> INFORMATION PROVIDED:

=====

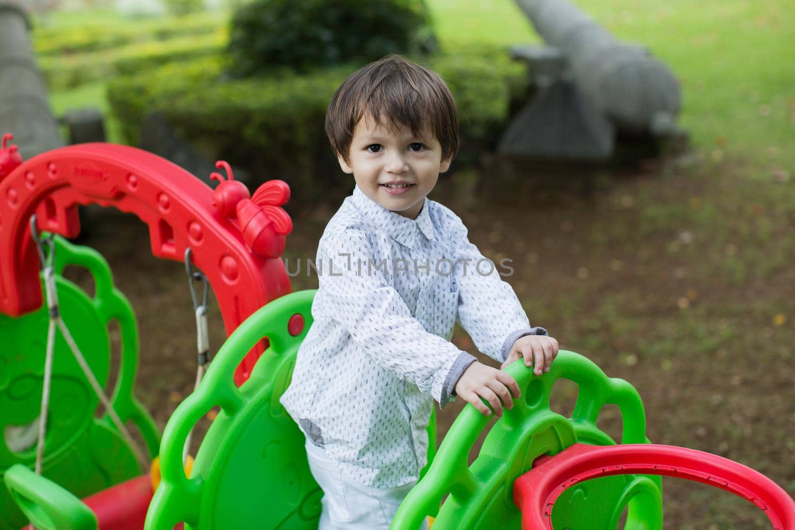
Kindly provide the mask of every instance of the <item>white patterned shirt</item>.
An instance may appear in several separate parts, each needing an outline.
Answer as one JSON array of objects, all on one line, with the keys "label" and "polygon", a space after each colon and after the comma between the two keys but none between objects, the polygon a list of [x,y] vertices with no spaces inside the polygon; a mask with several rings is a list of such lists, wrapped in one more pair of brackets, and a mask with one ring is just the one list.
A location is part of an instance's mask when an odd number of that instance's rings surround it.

=====

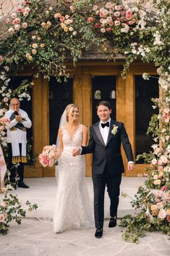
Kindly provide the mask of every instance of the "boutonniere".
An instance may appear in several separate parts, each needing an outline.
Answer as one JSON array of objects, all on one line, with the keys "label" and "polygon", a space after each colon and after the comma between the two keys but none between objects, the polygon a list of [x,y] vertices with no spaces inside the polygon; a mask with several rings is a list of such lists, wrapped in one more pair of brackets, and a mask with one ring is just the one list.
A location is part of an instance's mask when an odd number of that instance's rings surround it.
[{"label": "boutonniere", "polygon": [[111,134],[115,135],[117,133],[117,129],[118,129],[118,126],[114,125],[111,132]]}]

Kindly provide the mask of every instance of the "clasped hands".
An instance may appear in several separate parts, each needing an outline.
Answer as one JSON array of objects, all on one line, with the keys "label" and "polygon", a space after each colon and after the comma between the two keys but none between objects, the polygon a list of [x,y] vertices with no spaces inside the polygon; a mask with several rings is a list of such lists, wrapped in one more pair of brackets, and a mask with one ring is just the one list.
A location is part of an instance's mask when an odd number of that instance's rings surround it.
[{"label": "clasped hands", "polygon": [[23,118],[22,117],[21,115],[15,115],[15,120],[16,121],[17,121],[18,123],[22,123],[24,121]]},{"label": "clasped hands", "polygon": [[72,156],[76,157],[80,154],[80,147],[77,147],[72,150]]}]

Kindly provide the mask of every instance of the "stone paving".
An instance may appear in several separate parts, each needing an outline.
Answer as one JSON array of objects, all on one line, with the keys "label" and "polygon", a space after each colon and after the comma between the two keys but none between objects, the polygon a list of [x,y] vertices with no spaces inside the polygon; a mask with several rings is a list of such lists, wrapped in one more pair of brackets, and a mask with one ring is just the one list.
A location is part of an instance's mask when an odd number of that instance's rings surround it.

=====

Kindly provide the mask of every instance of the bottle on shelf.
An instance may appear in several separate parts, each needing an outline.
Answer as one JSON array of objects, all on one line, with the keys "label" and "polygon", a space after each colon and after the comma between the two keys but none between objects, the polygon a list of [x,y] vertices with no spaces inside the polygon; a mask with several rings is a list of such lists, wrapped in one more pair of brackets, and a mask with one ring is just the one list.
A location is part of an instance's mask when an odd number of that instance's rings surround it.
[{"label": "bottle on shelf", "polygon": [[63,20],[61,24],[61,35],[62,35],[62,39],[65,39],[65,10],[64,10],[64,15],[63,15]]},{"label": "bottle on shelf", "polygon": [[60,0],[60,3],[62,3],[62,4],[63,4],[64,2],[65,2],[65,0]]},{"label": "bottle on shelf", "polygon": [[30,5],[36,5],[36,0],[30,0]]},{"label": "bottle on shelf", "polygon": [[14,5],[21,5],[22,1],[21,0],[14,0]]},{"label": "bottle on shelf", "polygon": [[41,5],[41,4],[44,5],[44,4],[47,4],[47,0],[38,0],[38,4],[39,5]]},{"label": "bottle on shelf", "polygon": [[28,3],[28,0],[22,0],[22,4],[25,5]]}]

=====

> TASK: Count the lines in the records above that contain the string "Kindly", and give only that number.

> THE RESPONSE: 5